AIM OF THE TASK >>
Count the lines in the entries below that contain the string "green", treating uppercase and lowercase as different, and give only the number.

RECORDS SHOWN >>
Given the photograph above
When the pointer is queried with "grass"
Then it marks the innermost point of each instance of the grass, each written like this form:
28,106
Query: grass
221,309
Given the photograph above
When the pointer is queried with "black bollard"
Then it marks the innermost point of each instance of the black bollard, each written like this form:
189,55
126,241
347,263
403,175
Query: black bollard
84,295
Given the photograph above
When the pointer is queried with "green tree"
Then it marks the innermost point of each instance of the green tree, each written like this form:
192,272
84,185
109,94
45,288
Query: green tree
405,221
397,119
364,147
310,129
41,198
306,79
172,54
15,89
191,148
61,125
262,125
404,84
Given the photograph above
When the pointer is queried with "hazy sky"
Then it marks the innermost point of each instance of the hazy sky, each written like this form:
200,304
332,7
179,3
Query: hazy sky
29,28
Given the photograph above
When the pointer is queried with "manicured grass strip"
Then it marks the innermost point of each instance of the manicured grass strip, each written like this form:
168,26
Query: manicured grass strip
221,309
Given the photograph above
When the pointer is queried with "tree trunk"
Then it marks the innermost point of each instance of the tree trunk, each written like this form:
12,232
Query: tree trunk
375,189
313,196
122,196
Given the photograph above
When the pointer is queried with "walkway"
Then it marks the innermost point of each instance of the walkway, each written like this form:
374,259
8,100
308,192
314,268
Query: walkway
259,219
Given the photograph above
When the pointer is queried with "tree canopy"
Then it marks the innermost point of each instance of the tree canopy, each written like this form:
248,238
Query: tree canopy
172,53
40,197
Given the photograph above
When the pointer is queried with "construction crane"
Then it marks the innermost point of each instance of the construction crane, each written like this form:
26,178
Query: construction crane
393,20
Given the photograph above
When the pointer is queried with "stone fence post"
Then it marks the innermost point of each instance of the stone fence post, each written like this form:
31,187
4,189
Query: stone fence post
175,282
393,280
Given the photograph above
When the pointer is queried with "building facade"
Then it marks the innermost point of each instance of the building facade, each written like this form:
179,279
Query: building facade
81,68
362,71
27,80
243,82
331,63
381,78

FINAL RESULT >>
3